■ **INSTRUÇÕES E REQUISITOS**: Reescreva todos os dados trocando "rock formation" por "rock outcrop", sem alterar mais nada e sem incluir as imagens.

■ **DADOS FORNECIDOS**:

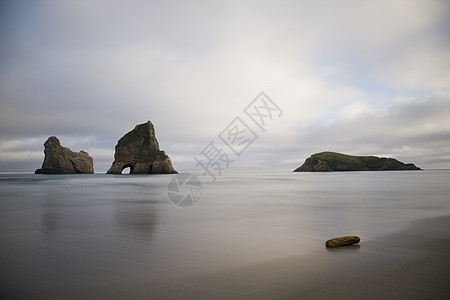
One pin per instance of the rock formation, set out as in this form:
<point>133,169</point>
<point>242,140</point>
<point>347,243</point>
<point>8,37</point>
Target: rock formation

■ **RESULTADO DA TAREFA**:
One pin per instance of the rock outcrop, set out as in this form:
<point>133,169</point>
<point>242,140</point>
<point>347,243</point>
<point>8,37</point>
Target: rock outcrop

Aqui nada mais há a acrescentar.